- _WORK TO COMPLETE_
(A) Transcribe the BDR conflicts excerpt word for word, everything from "As a result, we" down to "is always deleted.".
(B) In the BDR conflicts excerpt, what happens by default to the UPDATE when an update_recently_deleted conflict is generated?
(C) Which conflicts does the BDR conflicts excerpt name by their underscore identifiers (such as update_missing)? List every one.

— Start SOURCE EXCERPT —

As a result, we recommend strongly against allowing primary key UPDATE operations in your applications, especially with BDR. If parts of your application change primary keys, then to avoid concurrent changes, make those changes using Eager Replication.
Warning
In case the conflict resolution of update_pkey_exists
conflict results
in update, one of the rows is always deleted.
UPDATE operations that violate multiple UNIQUE constraints
Like INSERT operations that violate multiple UNIQUE constraints, where an incoming
UPDATE
violates more than one UNIQUE
index (or the PRIMARY KEY
), BDR
raises a multiple_unique_conflicts
conflict.
BDR supports deferred unique constraints. If a transaction can commit on the source, then it applies cleanly on target, unless it sees conflicts. However, a deferred primary key can't be used as a REPLICA IDENTITY, so the use cases are already limited by that and the warning about using multiple unique constraints.
UPDATE/DELETE conflicts
It's possible for one node to update a row that another node simultaneously
deletes. In this case an UPDATE
/DELETE
conflict can occur on replay.
If the deleted row is still detectable (the deleted row wasn't removed by VACUUM
),
the update_recently_deleted
conflict is generated. By default the
UPDATE
is skipped, but you can configure the resolution for this.
See Conflict resolution for details.
The deleted row can be cleaned up from the database by the time the UPDATE
is received in case the local node is lagging behind in replication. In this
case, BDR can't differentiate between UPDATE
/DELETE
conflicts and INSERT/UPDATE conflicts and generates the
update_missing
conflict.
Another type of conflicting DELETE
and UPDATE
is a DELETE
that comes after the row was updated locally. In this situation, the
outcome depends on the type of conflict detection used. When using the
default, origin conflict detection, no conflict is detected at all,
leading to the DELETE
being applied and the row removed. If you enable
row version conflict detection, a delete_recently_updated
conflict is
generated. The default resolution for this conflict type is to apply the
DELETE
and remove the row, but you can configure this or this can be handled by
a conflict trigger.
INSERT/UPDATE conflicts
When using the default asynchronous mode of operation, a node might receive an
UPDATE
of a row before the original INSERT
was received. This can
happen only with three or more nodes being active (see Conflicts with three or more nodes).

— End SOURCE EXCERPT —
— Start EXTRACTED ENTRIES —

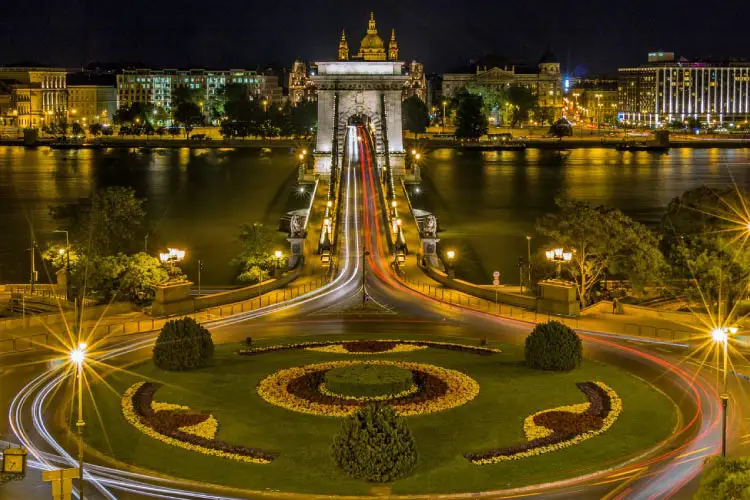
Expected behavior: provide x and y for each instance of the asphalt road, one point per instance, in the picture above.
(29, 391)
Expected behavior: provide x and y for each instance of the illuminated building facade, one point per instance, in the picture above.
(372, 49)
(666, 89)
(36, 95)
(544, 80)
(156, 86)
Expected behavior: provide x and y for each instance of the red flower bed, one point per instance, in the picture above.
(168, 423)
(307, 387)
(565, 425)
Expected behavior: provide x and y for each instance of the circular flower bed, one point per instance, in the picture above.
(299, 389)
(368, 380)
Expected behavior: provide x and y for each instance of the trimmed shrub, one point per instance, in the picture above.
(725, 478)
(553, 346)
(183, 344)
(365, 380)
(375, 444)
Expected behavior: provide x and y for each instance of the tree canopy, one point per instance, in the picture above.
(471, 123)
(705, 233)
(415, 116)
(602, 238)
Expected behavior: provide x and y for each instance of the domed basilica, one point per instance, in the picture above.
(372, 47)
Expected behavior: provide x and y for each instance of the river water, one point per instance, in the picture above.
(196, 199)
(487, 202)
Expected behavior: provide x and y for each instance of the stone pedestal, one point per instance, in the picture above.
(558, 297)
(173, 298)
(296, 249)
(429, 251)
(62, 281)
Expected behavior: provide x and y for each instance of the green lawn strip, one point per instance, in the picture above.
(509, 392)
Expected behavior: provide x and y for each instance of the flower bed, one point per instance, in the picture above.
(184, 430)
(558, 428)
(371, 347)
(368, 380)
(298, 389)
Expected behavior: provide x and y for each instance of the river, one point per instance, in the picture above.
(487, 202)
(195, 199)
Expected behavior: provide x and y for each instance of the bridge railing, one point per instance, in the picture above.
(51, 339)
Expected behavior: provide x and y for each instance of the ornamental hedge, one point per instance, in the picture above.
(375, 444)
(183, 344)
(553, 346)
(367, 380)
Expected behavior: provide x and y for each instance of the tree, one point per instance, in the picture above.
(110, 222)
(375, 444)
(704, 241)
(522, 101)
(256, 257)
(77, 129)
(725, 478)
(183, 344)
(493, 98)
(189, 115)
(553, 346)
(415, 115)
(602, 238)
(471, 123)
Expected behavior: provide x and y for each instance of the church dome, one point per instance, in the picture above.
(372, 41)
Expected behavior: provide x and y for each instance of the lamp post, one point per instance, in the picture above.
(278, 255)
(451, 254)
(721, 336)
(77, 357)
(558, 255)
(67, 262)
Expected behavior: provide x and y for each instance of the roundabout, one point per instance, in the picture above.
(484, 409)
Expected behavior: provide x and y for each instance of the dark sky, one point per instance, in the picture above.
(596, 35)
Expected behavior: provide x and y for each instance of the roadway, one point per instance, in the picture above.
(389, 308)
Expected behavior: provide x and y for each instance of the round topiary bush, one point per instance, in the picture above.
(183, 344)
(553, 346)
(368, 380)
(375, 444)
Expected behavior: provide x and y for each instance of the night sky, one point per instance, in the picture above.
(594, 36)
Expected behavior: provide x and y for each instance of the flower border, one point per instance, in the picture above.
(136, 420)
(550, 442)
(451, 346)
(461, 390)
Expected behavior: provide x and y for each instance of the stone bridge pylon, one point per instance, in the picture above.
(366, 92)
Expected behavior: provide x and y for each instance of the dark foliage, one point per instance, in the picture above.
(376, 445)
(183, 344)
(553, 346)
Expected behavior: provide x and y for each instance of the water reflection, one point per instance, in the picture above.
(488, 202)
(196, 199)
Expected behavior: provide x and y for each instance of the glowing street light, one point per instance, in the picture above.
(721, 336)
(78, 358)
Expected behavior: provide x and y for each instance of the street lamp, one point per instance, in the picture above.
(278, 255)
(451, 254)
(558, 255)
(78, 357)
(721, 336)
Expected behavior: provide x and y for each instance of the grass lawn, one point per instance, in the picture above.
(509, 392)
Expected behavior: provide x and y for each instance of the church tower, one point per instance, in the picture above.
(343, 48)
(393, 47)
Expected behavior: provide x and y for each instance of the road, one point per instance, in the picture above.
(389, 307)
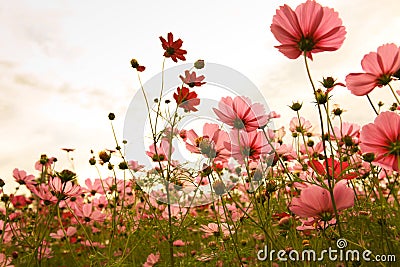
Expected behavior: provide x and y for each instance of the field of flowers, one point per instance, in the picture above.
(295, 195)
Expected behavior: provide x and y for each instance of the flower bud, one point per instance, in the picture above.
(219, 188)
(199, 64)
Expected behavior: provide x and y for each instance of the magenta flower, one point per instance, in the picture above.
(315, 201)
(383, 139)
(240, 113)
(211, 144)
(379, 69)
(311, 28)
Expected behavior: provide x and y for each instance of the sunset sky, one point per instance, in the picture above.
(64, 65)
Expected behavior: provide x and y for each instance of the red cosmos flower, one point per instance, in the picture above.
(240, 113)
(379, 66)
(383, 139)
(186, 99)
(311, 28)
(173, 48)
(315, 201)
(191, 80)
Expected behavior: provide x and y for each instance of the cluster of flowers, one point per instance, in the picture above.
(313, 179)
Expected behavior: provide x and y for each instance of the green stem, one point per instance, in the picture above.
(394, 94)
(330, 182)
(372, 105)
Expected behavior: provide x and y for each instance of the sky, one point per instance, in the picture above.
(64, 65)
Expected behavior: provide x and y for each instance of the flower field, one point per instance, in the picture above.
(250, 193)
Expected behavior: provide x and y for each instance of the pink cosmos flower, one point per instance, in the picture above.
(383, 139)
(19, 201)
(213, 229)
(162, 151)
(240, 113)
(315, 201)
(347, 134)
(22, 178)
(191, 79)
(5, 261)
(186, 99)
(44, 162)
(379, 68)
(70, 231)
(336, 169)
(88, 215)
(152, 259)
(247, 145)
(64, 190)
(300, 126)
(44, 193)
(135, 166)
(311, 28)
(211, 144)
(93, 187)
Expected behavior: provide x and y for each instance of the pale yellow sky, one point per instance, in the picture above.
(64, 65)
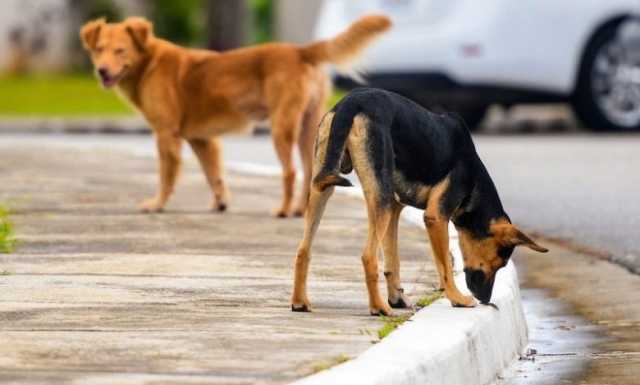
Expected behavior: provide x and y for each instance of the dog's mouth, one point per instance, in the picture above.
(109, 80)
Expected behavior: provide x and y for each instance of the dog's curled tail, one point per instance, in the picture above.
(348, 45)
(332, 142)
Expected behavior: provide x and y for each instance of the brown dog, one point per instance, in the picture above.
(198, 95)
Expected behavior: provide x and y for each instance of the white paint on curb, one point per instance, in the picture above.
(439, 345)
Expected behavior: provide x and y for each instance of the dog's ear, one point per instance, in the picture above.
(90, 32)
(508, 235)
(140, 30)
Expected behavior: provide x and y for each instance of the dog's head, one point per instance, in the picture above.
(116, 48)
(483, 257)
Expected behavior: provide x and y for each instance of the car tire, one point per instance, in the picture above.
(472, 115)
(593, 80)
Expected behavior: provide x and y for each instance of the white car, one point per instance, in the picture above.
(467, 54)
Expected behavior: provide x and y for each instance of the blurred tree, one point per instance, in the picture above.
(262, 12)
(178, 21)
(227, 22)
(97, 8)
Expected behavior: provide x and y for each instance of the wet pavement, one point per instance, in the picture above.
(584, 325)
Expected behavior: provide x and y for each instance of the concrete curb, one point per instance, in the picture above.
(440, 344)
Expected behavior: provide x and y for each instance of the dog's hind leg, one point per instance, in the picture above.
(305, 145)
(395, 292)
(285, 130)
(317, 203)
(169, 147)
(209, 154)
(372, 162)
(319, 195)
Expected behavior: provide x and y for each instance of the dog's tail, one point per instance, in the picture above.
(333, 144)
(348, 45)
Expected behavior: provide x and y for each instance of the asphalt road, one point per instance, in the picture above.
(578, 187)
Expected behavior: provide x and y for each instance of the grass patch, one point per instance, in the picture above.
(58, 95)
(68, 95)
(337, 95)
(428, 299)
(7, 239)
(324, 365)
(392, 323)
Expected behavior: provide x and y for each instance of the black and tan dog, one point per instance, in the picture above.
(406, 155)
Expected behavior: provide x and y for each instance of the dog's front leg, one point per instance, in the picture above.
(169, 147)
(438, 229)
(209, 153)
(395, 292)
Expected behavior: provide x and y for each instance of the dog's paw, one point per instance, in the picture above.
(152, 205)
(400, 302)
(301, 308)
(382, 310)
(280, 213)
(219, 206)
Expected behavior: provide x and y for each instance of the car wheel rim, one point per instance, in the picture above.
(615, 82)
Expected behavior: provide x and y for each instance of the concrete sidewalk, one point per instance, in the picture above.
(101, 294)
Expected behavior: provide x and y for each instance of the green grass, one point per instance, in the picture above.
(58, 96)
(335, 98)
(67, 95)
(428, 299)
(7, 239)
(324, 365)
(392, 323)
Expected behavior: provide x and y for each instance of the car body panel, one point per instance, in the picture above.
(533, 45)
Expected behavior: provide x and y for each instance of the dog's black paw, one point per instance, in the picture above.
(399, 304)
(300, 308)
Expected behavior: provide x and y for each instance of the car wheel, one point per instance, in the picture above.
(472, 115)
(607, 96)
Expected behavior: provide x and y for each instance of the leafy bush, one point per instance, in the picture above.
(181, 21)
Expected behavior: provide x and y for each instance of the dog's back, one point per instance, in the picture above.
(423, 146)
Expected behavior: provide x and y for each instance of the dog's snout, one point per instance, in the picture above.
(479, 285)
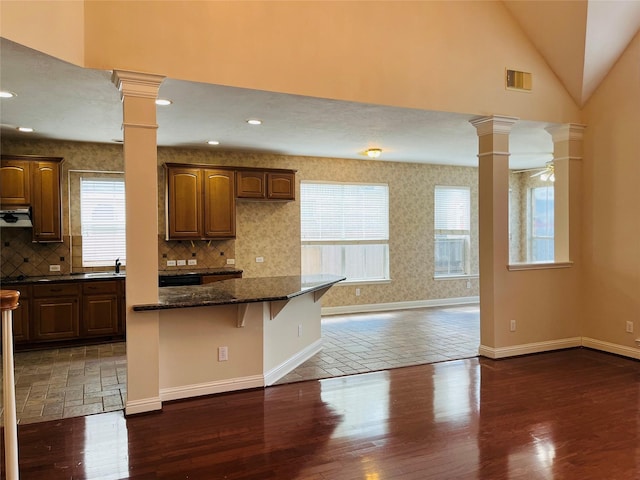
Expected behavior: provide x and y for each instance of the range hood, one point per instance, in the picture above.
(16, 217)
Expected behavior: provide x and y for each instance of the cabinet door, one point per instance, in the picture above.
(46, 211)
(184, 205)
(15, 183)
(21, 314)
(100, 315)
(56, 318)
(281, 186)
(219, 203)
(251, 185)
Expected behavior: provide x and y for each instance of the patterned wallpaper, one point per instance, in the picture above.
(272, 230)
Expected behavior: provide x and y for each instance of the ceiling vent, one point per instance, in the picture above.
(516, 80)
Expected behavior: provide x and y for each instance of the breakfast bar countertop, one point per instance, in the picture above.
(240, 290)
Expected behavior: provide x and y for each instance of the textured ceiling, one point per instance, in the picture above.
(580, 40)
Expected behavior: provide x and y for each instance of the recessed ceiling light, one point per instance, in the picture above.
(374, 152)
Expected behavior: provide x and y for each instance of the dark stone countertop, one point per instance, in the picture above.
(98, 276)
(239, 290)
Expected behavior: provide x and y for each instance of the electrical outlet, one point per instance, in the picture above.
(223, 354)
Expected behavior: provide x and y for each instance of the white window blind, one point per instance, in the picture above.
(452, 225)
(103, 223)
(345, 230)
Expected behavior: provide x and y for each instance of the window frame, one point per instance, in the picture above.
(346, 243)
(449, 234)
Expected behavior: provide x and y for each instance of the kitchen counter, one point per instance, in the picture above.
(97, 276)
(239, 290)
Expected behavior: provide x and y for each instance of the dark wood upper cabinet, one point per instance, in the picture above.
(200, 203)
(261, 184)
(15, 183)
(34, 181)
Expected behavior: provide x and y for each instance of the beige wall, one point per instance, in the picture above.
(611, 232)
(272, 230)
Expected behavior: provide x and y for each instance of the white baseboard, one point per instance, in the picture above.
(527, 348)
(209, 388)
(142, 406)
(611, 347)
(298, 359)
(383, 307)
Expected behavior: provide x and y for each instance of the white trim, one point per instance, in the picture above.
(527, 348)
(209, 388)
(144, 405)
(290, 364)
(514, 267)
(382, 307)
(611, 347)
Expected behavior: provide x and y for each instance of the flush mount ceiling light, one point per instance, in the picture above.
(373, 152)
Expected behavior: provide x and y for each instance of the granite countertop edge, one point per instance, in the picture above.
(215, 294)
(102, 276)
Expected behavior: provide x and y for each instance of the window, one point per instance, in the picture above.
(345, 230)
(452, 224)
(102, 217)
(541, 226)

— End EXTRACTED ENTRIES —

- _ANSWERS TO THE EXERCISES_
(A)
As a result, we recommend strongly against allowing primary key UPDATE operations in your applications, especially with BDR. If parts of your application change primary keys, then to avoid concurrent changes, make those changes using Eager Replication.
Warning
In case the conflict resolution of update_pkey_exists
conflict results
in update, one of the rows is always deleted.

(B) The UPDATE is skipped.

(C)
- update_pkey_exists
- multiple_unique_conflicts
- update_recently_deleted
- update_missing
- delete_recently_updated